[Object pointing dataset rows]
----

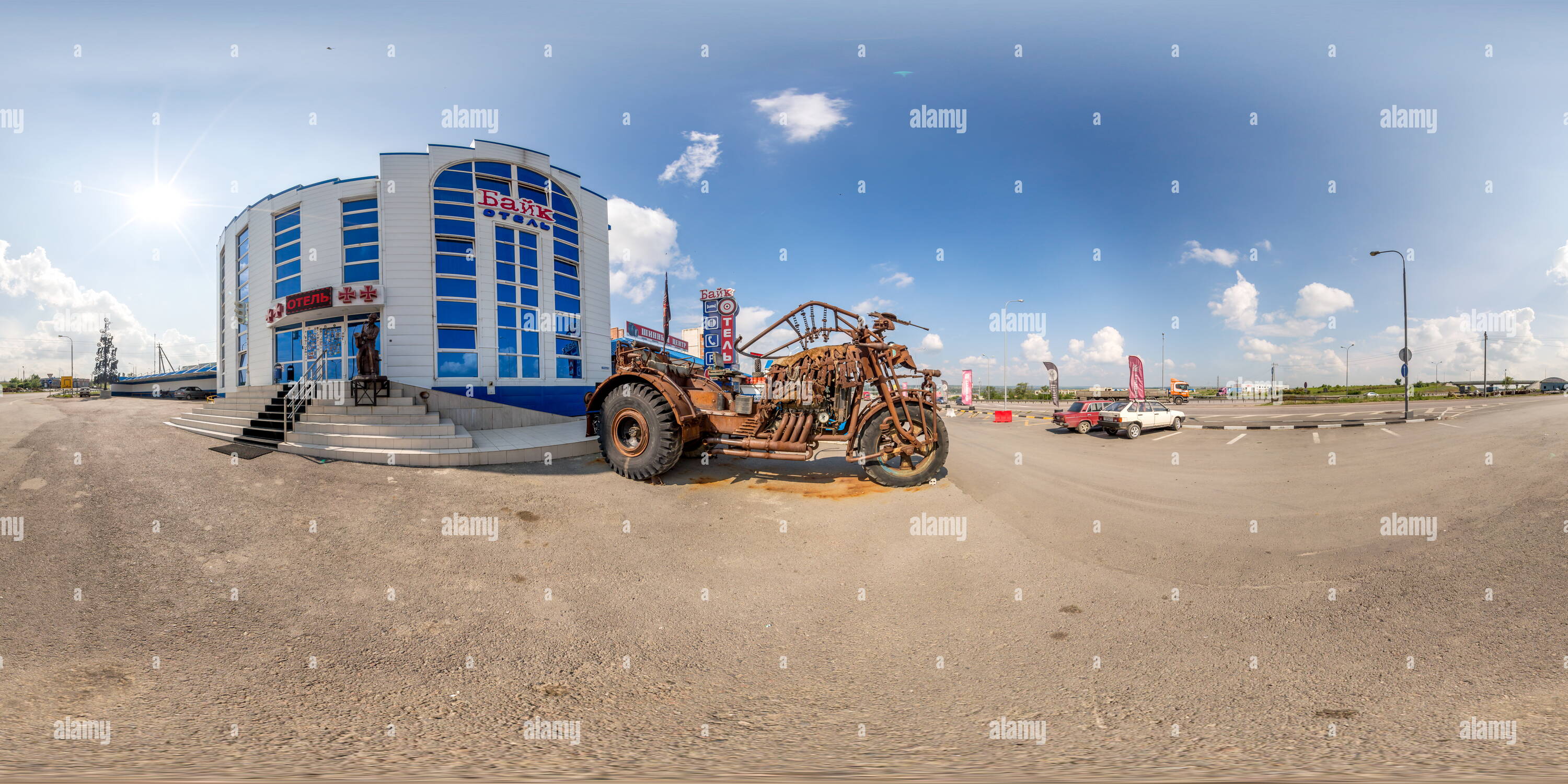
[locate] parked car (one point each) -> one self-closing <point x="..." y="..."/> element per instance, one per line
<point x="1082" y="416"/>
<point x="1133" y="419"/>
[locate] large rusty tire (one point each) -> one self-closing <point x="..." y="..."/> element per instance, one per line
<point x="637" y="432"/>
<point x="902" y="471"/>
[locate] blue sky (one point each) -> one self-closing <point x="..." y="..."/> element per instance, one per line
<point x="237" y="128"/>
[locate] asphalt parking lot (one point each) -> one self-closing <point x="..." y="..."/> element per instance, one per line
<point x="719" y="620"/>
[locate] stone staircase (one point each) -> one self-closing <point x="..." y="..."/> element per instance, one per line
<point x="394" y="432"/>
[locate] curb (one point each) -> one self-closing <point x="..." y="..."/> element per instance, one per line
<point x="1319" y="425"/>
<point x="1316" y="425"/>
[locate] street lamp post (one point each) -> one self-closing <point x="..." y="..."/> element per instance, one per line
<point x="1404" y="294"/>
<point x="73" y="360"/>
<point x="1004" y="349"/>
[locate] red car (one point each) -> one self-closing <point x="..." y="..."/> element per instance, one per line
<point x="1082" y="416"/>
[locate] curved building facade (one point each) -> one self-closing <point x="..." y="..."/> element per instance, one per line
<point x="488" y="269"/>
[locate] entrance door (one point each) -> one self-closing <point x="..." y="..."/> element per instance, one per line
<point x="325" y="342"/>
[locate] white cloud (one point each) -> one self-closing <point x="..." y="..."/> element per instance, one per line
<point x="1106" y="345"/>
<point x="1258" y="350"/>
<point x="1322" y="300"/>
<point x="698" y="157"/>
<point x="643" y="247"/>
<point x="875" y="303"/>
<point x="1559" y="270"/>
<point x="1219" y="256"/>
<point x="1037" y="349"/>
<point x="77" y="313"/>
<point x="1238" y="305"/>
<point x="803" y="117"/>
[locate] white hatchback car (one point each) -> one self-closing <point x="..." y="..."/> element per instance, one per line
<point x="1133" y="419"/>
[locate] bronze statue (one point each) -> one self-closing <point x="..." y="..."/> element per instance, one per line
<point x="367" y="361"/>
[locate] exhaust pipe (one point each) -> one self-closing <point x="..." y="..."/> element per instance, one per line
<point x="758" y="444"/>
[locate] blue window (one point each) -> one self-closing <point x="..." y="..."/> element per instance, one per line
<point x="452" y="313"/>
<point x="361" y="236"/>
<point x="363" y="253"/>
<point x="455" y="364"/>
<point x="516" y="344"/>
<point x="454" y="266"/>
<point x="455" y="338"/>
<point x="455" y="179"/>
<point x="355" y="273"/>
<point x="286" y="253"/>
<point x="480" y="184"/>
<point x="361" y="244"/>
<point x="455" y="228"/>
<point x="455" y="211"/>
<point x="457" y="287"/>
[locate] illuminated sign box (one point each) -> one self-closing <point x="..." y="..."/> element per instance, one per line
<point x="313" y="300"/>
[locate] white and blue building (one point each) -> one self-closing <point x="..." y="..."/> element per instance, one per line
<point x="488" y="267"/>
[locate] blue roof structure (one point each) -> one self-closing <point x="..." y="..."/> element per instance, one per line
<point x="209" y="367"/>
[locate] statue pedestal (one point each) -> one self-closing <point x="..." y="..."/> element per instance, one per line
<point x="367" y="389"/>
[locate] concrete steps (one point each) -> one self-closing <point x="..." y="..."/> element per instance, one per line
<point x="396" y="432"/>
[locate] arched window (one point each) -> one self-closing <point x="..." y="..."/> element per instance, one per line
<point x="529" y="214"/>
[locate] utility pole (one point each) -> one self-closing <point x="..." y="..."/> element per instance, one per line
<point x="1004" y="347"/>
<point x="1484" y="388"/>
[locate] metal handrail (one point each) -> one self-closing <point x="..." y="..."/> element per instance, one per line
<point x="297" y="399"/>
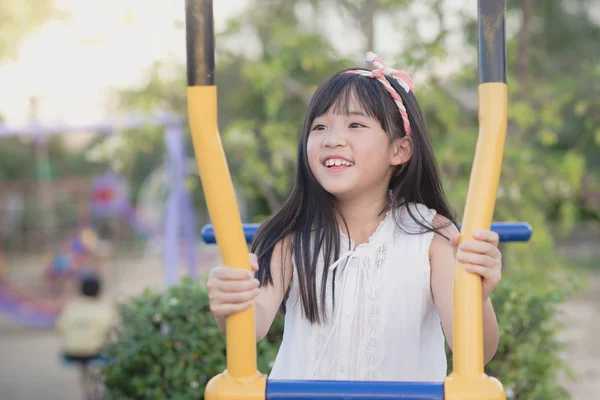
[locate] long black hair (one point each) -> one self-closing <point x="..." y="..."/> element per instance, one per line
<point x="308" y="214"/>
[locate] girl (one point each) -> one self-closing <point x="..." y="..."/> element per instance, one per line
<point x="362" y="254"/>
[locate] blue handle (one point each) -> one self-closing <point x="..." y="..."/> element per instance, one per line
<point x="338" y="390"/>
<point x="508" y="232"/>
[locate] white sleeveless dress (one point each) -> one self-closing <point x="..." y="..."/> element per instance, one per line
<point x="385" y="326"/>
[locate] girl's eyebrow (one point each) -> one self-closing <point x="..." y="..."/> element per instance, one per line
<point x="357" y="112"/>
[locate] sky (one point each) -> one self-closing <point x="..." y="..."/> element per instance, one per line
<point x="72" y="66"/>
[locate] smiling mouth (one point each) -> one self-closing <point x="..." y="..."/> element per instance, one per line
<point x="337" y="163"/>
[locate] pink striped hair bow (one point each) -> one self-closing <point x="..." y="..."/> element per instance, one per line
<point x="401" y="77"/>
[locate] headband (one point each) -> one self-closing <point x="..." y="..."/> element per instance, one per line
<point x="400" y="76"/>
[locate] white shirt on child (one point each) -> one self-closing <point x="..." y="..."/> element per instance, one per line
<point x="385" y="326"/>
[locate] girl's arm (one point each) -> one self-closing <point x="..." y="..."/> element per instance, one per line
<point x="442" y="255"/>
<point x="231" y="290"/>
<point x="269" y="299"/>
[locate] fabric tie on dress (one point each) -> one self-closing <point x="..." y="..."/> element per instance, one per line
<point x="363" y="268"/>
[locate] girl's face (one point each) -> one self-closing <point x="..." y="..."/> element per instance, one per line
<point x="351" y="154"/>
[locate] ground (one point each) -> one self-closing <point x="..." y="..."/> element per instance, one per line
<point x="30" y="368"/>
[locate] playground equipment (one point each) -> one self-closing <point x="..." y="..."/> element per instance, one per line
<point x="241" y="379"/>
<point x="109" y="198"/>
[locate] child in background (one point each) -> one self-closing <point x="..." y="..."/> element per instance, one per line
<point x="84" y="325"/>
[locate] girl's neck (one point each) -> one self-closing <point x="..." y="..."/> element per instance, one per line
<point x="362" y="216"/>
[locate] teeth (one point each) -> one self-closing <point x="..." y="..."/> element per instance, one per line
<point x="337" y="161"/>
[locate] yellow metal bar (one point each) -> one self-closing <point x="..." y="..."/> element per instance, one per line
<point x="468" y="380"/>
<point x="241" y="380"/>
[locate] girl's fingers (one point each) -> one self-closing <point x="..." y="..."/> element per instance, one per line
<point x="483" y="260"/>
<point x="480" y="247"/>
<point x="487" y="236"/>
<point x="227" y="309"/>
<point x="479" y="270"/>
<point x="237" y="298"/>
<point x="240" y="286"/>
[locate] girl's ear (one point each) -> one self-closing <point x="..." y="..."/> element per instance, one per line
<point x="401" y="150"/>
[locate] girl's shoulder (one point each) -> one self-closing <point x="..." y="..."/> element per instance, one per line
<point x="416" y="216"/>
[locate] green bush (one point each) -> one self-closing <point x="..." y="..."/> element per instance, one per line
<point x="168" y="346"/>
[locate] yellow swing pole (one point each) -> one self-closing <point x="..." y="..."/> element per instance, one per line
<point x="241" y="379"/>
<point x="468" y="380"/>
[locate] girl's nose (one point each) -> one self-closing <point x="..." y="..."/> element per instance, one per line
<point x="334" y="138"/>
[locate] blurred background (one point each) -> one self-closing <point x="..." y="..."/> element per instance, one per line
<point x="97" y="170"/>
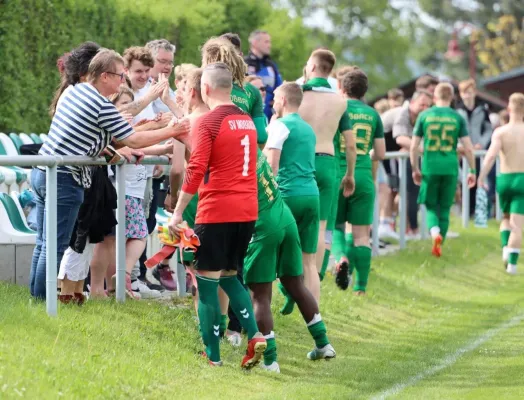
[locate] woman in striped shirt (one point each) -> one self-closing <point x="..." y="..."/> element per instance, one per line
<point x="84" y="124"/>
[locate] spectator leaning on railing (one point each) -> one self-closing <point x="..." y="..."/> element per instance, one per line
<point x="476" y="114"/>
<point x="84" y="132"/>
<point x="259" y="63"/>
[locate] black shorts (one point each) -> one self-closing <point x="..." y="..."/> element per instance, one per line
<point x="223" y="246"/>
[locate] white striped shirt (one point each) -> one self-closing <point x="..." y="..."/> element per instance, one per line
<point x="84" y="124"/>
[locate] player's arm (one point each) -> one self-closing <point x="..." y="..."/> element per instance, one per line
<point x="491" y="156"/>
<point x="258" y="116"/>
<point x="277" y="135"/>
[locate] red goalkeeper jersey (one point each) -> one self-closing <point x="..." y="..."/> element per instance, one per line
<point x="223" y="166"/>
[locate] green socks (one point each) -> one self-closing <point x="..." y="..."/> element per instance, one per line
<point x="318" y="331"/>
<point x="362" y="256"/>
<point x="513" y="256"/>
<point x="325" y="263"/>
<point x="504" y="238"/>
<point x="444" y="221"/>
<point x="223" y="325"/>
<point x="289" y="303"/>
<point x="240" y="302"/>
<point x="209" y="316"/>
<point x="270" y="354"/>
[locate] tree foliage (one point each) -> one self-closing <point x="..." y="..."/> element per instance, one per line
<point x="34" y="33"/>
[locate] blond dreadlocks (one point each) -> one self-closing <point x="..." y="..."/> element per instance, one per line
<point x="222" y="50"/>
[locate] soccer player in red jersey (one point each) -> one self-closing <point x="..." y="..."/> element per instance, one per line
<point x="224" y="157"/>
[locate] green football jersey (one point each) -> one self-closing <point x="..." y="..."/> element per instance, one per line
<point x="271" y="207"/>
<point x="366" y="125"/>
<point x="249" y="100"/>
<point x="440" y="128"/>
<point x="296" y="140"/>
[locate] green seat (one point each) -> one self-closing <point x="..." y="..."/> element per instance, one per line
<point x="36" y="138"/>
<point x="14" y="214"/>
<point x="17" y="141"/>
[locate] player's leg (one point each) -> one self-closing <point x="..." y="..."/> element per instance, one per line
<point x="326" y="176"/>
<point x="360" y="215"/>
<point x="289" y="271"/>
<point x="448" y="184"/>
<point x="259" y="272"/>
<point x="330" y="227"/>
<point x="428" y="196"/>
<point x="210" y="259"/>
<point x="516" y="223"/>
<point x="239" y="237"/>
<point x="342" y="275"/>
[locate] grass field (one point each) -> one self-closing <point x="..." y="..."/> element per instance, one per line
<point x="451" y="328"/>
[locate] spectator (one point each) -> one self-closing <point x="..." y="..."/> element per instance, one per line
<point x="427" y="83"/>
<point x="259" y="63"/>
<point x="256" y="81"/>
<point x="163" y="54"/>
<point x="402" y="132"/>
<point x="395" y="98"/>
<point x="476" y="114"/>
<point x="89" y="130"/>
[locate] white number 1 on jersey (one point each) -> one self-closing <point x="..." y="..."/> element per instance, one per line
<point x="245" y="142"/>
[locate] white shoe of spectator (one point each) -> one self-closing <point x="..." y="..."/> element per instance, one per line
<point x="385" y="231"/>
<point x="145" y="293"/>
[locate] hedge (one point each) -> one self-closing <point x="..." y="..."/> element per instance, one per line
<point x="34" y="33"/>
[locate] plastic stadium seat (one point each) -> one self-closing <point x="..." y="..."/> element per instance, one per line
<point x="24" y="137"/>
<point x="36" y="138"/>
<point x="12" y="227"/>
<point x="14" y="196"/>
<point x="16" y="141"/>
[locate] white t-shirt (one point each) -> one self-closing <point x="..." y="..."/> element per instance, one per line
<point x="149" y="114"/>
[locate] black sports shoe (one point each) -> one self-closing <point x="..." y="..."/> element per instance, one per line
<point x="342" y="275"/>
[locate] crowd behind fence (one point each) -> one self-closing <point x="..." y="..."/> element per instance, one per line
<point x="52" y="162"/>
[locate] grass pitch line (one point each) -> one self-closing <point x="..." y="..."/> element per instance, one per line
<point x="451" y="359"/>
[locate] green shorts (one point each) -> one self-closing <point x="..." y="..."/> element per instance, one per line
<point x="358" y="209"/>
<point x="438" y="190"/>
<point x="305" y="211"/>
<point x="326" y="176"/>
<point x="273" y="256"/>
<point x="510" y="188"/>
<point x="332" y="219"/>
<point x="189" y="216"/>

----

● **Problem to solve**
Everything from the line with "[locate] white t-shirt" through the last line of the material above should be echoed exactly, and nothing else.

● **Answer for the task**
[locate] white t-shirt (one point each) -> one self-closing <point x="..." y="..."/> element per instance, one per line
<point x="149" y="114"/>
[locate] black sports shoe (one point each) -> one self-closing <point x="..." y="..."/> element per instance, one per line
<point x="342" y="275"/>
[locate] crowd behind fence (one point each) -> one self-closing <point x="..." y="..."/> element per instance, one per line
<point x="52" y="162"/>
[locate] grass pitch line (one point each) -> one self-closing <point x="..." y="..."/> element per instance, one per line
<point x="451" y="359"/>
[locate] green shorts (one point each) -> one self-closing <point x="..." y="..."/> element per instance, one per line
<point x="358" y="209"/>
<point x="438" y="190"/>
<point x="305" y="211"/>
<point x="326" y="176"/>
<point x="273" y="256"/>
<point x="510" y="188"/>
<point x="332" y="219"/>
<point x="189" y="216"/>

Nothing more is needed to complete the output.